To be done ▸ Render every line in the rows below as a numbered list, omitting any blank lines.

Recorded information ▸
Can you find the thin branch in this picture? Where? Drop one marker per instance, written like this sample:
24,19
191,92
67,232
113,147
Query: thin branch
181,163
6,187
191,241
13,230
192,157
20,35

The answer ▸
1. Can you find the thin branch in this picture? Where? Drop one marker per instance, written like this sample:
2. 24,19
3. 191,92
4. 67,232
5. 113,147
6. Query: thin branch
7. 181,163
8. 6,187
9. 191,241
10. 13,230
11. 192,157
12. 20,35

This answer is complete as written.